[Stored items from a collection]
+ + + + +

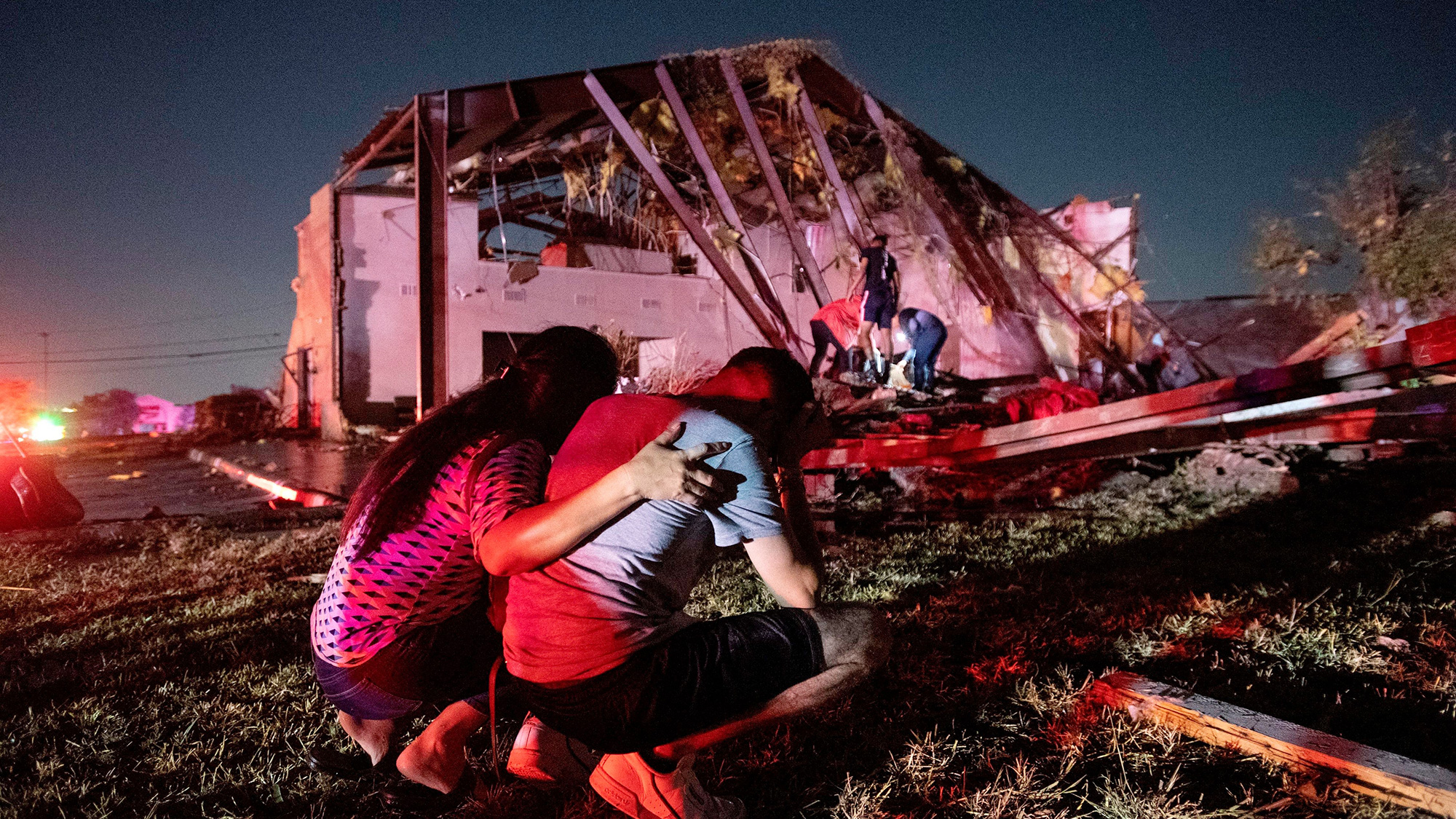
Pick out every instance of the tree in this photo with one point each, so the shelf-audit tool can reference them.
(1394, 215)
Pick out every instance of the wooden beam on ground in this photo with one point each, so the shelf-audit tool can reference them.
(1362, 768)
(836, 183)
(771, 177)
(1323, 341)
(726, 203)
(1359, 369)
(433, 212)
(675, 200)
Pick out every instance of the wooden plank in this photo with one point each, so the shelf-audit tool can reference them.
(1433, 343)
(305, 496)
(1323, 341)
(407, 119)
(726, 203)
(771, 177)
(1359, 767)
(1138, 414)
(847, 209)
(675, 200)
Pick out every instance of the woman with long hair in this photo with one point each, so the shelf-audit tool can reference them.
(455, 505)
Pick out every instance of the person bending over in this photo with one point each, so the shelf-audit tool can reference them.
(404, 615)
(927, 336)
(835, 325)
(599, 638)
(882, 274)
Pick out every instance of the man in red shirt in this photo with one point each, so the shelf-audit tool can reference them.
(599, 640)
(835, 325)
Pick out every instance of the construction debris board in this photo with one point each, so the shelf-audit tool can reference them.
(1358, 767)
(704, 203)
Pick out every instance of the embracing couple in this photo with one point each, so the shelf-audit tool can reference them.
(542, 519)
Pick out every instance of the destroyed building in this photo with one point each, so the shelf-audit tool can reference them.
(697, 205)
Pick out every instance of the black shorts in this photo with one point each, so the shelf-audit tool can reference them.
(701, 678)
(879, 308)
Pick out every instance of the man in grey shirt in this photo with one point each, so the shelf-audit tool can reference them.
(601, 640)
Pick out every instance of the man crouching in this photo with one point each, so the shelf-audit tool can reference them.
(601, 640)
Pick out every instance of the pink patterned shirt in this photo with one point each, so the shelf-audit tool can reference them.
(427, 573)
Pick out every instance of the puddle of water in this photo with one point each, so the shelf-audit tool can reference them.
(178, 486)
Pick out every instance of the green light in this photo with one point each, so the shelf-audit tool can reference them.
(44, 427)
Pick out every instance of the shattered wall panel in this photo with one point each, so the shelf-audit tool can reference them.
(314, 321)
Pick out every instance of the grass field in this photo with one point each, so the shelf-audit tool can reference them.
(162, 670)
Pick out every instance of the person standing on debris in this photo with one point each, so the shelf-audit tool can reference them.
(882, 276)
(927, 334)
(407, 617)
(599, 640)
(835, 325)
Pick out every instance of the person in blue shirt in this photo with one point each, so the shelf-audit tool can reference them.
(882, 276)
(927, 336)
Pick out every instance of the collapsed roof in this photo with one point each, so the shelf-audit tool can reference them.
(717, 143)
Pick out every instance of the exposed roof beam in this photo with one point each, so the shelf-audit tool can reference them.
(407, 119)
(687, 215)
(771, 177)
(726, 203)
(847, 209)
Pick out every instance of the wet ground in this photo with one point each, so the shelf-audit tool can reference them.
(124, 478)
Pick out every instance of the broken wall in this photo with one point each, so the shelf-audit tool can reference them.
(314, 320)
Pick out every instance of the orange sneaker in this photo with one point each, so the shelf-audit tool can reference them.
(636, 788)
(545, 755)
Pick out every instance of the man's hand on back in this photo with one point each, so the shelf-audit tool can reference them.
(662, 471)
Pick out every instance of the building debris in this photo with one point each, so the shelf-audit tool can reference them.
(714, 200)
(1358, 767)
(280, 490)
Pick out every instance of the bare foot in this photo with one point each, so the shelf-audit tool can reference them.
(433, 764)
(438, 756)
(373, 736)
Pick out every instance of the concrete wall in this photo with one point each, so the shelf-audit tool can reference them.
(314, 320)
(382, 302)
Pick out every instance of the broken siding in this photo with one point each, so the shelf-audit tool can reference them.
(314, 321)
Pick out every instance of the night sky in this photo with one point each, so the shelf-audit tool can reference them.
(158, 155)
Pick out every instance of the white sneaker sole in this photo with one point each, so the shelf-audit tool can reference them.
(621, 796)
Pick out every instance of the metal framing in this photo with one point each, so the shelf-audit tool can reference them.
(685, 213)
(433, 210)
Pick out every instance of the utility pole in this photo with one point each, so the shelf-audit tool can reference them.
(46, 371)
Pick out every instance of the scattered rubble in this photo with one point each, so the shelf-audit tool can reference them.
(1243, 468)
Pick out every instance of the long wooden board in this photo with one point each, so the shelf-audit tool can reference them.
(1362, 768)
(1138, 414)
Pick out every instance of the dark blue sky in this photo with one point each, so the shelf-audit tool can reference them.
(158, 155)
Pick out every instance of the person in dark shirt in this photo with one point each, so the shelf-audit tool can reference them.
(927, 336)
(882, 276)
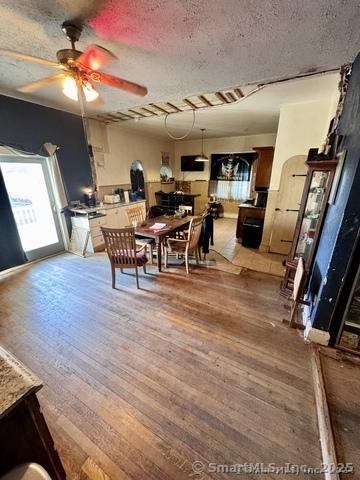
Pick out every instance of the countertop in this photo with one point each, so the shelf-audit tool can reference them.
(249, 205)
(16, 382)
(105, 206)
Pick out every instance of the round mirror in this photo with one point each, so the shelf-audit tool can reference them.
(137, 179)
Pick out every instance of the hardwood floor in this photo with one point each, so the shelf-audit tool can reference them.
(342, 382)
(141, 383)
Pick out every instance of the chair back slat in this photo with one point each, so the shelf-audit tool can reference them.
(194, 232)
(135, 214)
(120, 245)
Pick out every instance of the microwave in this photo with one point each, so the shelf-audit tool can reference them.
(112, 198)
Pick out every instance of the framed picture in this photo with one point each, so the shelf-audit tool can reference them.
(337, 177)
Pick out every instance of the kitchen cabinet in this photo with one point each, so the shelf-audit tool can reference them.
(264, 166)
(110, 216)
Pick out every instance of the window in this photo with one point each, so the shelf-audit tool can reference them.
(230, 176)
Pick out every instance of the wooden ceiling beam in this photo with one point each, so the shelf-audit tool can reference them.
(159, 108)
(148, 111)
(137, 113)
(171, 105)
(189, 102)
(231, 96)
(129, 117)
(222, 97)
(239, 92)
(205, 100)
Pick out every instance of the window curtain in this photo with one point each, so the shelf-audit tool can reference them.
(231, 190)
(230, 176)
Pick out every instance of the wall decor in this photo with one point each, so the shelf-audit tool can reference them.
(165, 158)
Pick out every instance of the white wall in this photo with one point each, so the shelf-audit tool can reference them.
(301, 126)
(121, 148)
(217, 145)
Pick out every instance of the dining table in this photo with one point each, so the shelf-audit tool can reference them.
(170, 224)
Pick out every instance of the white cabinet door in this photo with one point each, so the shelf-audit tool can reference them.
(123, 218)
(112, 218)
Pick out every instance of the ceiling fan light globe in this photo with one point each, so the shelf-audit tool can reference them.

+ + + + +

Scale the entries starting at the beginning and ending at the line that contains "(1394, 215)", both included. Reproduce every line, requests too, but multiply each coordinate in the answers by 0.3, round to the nearest whole number with halves going up, and omit the pictures.

◆ **Result for this task**
Pick out every instance of the tree in this photo with one point each, so the shelf-audit tool can reference them.
(418, 65)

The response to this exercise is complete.